Editor's Note: Dr. Zalski is filling in for Dr. Daniel S. Berger for this issue
With the recent New Year came the usual resolutions, including improving one's fitness. We're all familiar with the new crowds at the health clubs that time of year that include many people who are obviously less fit.
Wouldn't it be great if we were able to make HIV less fit, less likely to be able to replicate itself efficiently? Would having a less fit HIV virus be advantageous in managing HIV disease? Can viral fitness be measured and selected for? These are all very interesting questions, and as usual with HIV care, not all the answers to these questions are clear.
First of all, we should define some terms.
The wild type virus is essentially HIV without any significant mutations.
Mutations are changes in the viral genome. They occur as the virus replicates. Some of these mutations lead to "resistance" to HIV medications.
The viral genome is the genetic code that determines the type of virus that is produced.
Selective pressure refers to an outside force, such as an HIV medication, which pressures the virus to select for specific and characteristic mutations. With these mutations, the virus can resist or elude the effect of antiviral medicines, thus ensuring its own (viral) survival.

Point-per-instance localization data
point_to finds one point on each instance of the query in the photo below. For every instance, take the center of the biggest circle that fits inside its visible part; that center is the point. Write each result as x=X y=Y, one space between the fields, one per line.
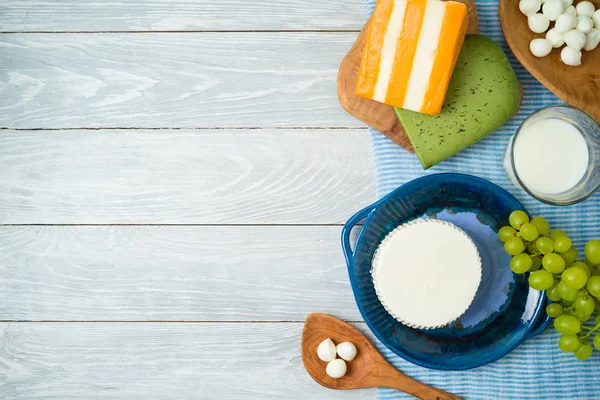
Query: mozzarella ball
x=575 y=39
x=326 y=350
x=571 y=56
x=596 y=19
x=528 y=7
x=538 y=23
x=346 y=351
x=571 y=11
x=592 y=41
x=585 y=8
x=556 y=38
x=336 y=368
x=552 y=9
x=584 y=24
x=565 y=23
x=540 y=47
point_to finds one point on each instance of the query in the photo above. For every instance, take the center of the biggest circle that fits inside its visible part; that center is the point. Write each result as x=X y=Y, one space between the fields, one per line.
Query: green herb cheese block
x=483 y=94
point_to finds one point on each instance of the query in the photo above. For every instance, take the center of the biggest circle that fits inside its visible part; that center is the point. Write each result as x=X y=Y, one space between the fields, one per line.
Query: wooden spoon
x=578 y=86
x=368 y=369
x=378 y=115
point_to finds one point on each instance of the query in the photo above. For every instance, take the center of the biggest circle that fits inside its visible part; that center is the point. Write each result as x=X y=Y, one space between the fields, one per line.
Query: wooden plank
x=172 y=273
x=184 y=176
x=185 y=15
x=157 y=361
x=172 y=80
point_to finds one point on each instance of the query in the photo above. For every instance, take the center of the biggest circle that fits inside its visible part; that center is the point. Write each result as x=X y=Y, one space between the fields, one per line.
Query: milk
x=550 y=156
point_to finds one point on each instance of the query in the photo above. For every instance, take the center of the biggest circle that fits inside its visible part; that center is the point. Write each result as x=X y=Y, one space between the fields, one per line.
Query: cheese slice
x=411 y=50
x=426 y=273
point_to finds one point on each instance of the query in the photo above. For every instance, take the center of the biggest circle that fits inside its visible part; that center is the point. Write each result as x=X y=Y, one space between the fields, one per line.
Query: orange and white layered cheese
x=411 y=50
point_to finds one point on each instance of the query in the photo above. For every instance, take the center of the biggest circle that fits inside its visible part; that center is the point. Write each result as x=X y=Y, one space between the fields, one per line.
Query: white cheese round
x=540 y=47
x=575 y=39
x=585 y=8
x=426 y=273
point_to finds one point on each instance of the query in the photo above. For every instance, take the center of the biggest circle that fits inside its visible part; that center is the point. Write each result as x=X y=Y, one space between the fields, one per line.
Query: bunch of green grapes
x=573 y=286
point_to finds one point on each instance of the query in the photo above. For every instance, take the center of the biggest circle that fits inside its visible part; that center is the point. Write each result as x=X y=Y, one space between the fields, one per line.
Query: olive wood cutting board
x=378 y=115
x=577 y=86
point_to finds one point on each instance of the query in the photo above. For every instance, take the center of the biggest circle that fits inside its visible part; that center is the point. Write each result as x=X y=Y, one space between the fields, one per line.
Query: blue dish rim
x=537 y=325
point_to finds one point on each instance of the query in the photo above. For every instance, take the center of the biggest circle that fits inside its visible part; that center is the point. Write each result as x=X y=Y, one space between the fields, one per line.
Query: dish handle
x=541 y=324
x=347 y=229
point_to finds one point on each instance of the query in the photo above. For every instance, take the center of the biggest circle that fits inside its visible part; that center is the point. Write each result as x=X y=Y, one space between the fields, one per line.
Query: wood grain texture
x=368 y=369
x=375 y=114
x=157 y=361
x=184 y=176
x=185 y=15
x=577 y=86
x=172 y=273
x=172 y=80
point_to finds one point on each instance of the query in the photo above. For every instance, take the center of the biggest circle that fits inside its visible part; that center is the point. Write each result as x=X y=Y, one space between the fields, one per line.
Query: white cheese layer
x=426 y=273
x=428 y=43
x=388 y=50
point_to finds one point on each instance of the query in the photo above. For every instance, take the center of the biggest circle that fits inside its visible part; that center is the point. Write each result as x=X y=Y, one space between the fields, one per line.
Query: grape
x=545 y=245
x=514 y=246
x=574 y=277
x=555 y=234
x=536 y=263
x=562 y=244
x=570 y=256
x=567 y=325
x=529 y=232
x=583 y=266
x=553 y=293
x=518 y=218
x=566 y=293
x=541 y=225
x=520 y=263
x=541 y=280
x=553 y=263
x=569 y=343
x=506 y=232
x=592 y=251
x=594 y=286
x=554 y=310
x=584 y=352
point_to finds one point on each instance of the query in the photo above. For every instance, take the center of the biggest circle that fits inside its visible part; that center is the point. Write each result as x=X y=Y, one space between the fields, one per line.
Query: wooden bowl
x=577 y=86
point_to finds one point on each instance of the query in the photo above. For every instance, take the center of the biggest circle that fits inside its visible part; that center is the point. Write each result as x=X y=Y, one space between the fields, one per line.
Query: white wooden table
x=174 y=175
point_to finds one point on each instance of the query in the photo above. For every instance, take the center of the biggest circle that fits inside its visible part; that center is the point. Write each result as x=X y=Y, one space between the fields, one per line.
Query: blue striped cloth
x=537 y=369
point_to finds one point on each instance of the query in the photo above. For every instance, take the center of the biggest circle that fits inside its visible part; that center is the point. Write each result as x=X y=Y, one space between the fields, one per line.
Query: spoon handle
x=413 y=387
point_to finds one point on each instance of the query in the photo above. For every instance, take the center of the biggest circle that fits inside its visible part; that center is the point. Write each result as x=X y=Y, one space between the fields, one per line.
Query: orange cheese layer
x=411 y=50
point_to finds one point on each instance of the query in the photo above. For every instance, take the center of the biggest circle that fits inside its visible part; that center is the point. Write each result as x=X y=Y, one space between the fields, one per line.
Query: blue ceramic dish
x=505 y=311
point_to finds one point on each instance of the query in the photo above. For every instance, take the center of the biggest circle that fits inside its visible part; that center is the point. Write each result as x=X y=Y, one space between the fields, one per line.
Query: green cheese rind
x=483 y=94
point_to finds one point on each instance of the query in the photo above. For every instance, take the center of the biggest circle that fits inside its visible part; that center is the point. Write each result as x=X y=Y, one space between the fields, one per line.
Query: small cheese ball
x=540 y=47
x=552 y=9
x=565 y=23
x=326 y=350
x=336 y=368
x=538 y=23
x=571 y=11
x=529 y=7
x=596 y=19
x=585 y=8
x=584 y=24
x=575 y=39
x=347 y=351
x=556 y=38
x=592 y=41
x=571 y=56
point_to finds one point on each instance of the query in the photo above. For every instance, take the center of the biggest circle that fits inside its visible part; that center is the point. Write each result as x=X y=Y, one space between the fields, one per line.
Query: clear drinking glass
x=589 y=129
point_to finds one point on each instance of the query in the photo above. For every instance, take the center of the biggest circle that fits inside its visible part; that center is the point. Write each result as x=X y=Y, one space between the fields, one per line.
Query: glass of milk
x=555 y=155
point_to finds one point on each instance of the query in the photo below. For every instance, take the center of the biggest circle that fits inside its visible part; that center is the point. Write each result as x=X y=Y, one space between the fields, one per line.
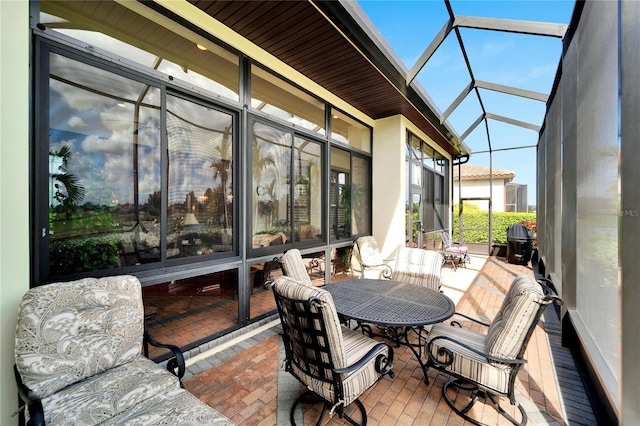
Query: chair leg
x=312 y=398
x=475 y=395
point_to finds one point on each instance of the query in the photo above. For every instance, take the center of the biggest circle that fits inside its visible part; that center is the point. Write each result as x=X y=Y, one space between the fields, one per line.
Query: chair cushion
x=107 y=394
x=174 y=407
x=369 y=251
x=418 y=266
x=509 y=328
x=457 y=249
x=356 y=345
x=466 y=363
x=294 y=289
x=294 y=266
x=69 y=331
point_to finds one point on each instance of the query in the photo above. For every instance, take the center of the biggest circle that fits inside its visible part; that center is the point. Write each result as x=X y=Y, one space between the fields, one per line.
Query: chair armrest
x=176 y=364
x=477 y=321
x=384 y=364
x=31 y=400
x=386 y=271
x=449 y=354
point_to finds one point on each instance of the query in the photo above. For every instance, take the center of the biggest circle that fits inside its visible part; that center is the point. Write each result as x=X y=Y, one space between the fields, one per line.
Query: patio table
x=398 y=308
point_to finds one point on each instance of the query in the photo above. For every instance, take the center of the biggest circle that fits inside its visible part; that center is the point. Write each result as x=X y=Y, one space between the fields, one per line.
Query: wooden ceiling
x=324 y=42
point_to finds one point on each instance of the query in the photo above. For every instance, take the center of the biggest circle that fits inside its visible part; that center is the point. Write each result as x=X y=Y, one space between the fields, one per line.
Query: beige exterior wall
x=14 y=187
x=481 y=188
x=389 y=195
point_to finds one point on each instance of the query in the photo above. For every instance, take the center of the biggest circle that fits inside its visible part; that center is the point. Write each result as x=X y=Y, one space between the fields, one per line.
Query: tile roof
x=473 y=172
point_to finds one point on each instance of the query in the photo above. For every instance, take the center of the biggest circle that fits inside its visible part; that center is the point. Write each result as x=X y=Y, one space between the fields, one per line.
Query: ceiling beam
x=514 y=122
x=537 y=96
x=546 y=29
x=429 y=51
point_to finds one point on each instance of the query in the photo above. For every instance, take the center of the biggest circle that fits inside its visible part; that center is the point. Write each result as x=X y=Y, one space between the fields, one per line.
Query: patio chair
x=79 y=359
x=486 y=365
x=293 y=266
x=370 y=260
x=418 y=266
x=335 y=363
x=452 y=252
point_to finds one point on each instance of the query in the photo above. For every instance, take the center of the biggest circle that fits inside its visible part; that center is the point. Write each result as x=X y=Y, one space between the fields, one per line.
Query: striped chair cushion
x=346 y=346
x=418 y=266
x=356 y=345
x=294 y=289
x=509 y=328
x=467 y=363
x=294 y=266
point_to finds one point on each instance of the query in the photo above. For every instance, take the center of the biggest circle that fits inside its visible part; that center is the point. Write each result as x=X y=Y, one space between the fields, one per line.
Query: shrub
x=69 y=257
x=501 y=221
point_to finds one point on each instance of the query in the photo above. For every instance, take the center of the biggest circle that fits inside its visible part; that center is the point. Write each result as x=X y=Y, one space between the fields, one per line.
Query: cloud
x=76 y=121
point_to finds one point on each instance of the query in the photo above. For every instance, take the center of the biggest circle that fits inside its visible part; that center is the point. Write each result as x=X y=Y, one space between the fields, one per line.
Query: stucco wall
x=14 y=187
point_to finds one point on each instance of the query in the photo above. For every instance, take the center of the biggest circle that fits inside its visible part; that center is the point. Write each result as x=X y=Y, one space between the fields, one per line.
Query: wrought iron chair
x=369 y=258
x=418 y=266
x=293 y=266
x=486 y=365
x=335 y=363
x=453 y=252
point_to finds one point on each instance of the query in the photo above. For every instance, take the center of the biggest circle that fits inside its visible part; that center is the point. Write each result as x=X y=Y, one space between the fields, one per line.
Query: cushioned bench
x=79 y=359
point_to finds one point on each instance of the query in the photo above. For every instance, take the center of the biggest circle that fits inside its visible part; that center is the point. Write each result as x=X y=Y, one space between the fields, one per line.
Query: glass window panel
x=200 y=190
x=186 y=304
x=262 y=301
x=104 y=169
x=347 y=130
x=271 y=166
x=116 y=29
x=416 y=175
x=340 y=176
x=361 y=196
x=280 y=99
x=307 y=190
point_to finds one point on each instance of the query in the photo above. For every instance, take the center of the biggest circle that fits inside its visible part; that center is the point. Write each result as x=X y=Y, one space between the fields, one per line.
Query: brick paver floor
x=243 y=384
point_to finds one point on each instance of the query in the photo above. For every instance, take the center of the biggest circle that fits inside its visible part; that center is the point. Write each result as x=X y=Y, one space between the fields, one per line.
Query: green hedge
x=68 y=257
x=501 y=221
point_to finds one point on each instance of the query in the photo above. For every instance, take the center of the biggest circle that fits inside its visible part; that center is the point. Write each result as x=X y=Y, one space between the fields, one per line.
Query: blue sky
x=522 y=61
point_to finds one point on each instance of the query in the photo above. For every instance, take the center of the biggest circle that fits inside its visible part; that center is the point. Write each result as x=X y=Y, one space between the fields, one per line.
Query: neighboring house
x=476 y=183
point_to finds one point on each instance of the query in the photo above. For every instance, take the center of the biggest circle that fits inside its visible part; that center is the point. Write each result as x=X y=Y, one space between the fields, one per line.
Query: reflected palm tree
x=69 y=192
x=222 y=170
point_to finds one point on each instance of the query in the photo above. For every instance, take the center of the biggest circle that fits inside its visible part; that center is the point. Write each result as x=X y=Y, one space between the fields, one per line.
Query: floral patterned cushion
x=175 y=407
x=69 y=331
x=100 y=397
x=78 y=348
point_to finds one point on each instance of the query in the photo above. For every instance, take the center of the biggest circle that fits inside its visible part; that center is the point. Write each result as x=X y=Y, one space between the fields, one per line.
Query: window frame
x=44 y=47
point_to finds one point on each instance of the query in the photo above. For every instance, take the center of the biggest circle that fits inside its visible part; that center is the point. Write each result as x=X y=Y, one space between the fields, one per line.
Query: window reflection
x=200 y=213
x=361 y=196
x=307 y=194
x=271 y=165
x=104 y=169
x=192 y=309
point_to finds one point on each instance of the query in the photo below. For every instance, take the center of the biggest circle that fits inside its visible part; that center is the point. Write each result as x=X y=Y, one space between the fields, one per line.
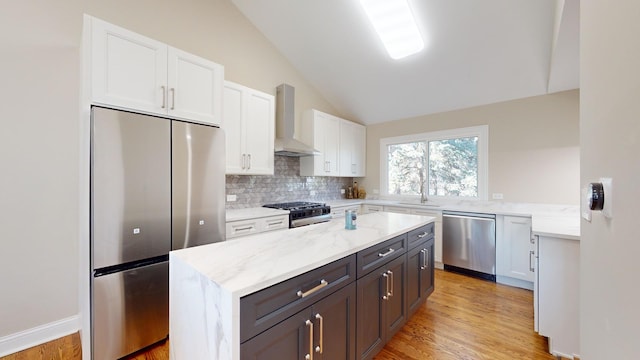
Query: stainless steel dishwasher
x=469 y=243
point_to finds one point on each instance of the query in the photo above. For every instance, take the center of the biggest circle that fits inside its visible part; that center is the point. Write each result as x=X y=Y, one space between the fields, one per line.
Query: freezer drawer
x=130 y=310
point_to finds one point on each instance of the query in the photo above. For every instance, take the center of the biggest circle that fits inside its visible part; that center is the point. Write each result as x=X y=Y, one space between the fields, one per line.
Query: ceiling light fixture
x=395 y=25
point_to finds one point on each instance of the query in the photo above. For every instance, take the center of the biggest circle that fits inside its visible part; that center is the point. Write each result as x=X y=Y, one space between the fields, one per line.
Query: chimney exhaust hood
x=285 y=144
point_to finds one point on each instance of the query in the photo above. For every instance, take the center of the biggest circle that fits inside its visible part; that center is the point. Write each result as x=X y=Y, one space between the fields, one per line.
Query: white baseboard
x=22 y=340
x=505 y=280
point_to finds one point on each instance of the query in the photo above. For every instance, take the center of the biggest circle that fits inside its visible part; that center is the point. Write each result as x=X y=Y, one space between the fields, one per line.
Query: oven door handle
x=310 y=220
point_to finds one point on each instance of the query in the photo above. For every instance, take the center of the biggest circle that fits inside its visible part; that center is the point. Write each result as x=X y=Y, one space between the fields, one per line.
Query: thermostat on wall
x=598 y=197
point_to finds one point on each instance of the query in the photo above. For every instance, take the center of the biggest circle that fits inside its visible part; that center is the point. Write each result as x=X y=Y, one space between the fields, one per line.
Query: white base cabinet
x=515 y=251
x=133 y=72
x=249 y=125
x=557 y=294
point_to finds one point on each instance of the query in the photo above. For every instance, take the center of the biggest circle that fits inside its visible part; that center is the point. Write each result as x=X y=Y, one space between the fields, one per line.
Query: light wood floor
x=464 y=318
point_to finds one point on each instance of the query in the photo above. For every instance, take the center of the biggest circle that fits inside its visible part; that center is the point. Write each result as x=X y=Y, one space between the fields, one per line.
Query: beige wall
x=610 y=134
x=216 y=30
x=39 y=144
x=533 y=146
x=44 y=141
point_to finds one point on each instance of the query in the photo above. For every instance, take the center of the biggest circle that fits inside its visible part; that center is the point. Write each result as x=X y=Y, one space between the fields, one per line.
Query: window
x=444 y=164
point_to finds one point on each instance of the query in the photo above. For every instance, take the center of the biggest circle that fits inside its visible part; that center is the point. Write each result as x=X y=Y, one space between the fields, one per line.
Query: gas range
x=304 y=213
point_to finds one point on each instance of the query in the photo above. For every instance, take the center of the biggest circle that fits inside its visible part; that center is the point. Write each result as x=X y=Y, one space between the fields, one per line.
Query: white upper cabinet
x=342 y=145
x=352 y=149
x=131 y=71
x=322 y=133
x=249 y=125
x=195 y=87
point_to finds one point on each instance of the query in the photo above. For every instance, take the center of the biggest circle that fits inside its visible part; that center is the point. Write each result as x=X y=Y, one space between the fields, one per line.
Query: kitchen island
x=208 y=282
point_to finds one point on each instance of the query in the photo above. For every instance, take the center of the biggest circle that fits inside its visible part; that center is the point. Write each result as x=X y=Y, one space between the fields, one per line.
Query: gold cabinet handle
x=386 y=253
x=321 y=346
x=322 y=284
x=309 y=324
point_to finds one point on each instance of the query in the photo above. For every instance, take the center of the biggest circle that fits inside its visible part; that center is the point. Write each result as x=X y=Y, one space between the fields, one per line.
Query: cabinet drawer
x=265 y=308
x=242 y=228
x=275 y=223
x=420 y=234
x=377 y=255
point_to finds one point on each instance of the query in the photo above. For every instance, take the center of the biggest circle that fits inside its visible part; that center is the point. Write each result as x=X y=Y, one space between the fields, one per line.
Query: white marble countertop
x=251 y=263
x=207 y=282
x=547 y=219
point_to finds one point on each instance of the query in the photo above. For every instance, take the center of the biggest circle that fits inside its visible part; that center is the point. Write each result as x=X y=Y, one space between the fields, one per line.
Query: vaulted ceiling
x=477 y=52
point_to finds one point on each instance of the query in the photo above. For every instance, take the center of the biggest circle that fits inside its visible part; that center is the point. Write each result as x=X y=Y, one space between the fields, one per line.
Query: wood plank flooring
x=464 y=318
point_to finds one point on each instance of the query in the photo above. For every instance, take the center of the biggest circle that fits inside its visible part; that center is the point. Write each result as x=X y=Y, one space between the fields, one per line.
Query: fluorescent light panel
x=395 y=25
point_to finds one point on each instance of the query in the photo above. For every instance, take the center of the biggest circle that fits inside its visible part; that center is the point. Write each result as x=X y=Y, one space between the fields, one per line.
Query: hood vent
x=285 y=144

* **TASK REQUIREMENTS**:
Retype the passage of the HIV viral fitness article above, starting with "Editor's Note: Dr." and going on through "questions are clear.".

* **SOLVED PROBLEM**:
Editor's Note: Dr. Zalski is filling in for Dr. Daniel S. Berger for this issue
With the recent New Year came the usual resolutions, including improving one's fitness. We're all familiar with the new crowds at the health clubs that time of year that include many people who are obviously less fit.
Wouldn't it be great if we were able to make HIV less fit, less likely to be able to replicate itself efficiently? Would having a less fit HIV virus be advantageous in managing HIV disease? Can viral fitness be measured and selected for? These are all very interesting questions, and as usual with HIV care, not all the answers to these questions are clear.